### Exercise description
Repeat every line of the entries below word for word, leaving out the pictures.

-- Start of Records shown --

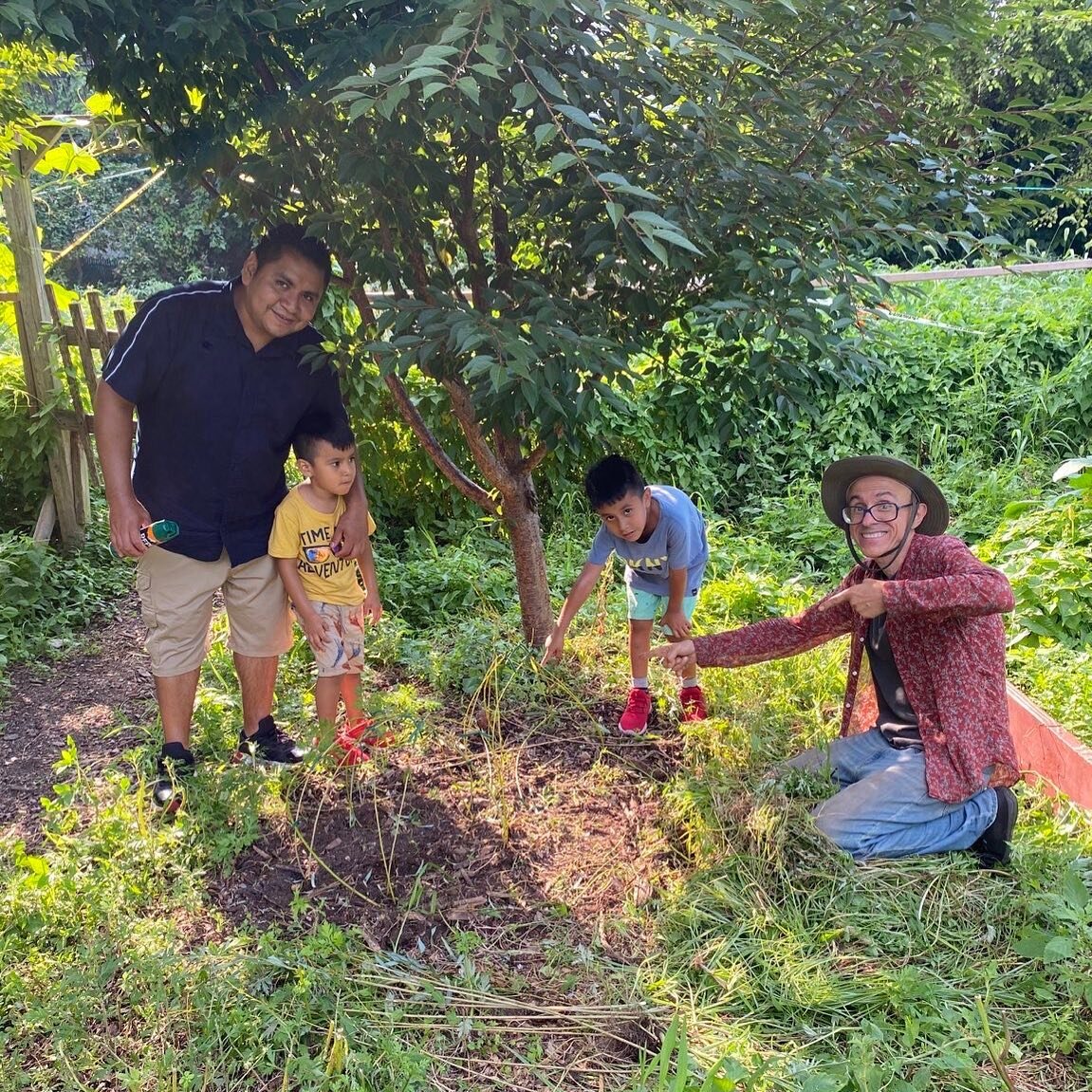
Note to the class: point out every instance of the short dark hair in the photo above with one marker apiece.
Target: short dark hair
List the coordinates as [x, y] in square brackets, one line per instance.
[284, 236]
[610, 479]
[317, 427]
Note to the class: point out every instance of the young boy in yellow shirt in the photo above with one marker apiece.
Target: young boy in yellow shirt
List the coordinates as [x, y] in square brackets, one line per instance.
[325, 590]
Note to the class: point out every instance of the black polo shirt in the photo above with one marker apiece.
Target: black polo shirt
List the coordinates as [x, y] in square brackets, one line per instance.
[214, 417]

-- End of Records shown --

### Exercise solution
Note to the class: point out every instance of the short dark hair in the photo above with one marker apiece.
Target: short dark hair
List the coordinates as [x, y] in square brackets, one line per instance.
[284, 236]
[610, 479]
[317, 427]
Note to the class: point out every instance of the young boy in yellow shirt in the photo above with one marker apiece.
Target: young boy in yellow shirt
List the coordinates as [x, y] in square brackets, one line per instance.
[325, 590]
Note to the class: point out every instance of the black polo shirt in the photo above with one marker apiece.
Target: black polo shirt
List the coordinates as [x, y] in square brackets, one line per instance.
[214, 417]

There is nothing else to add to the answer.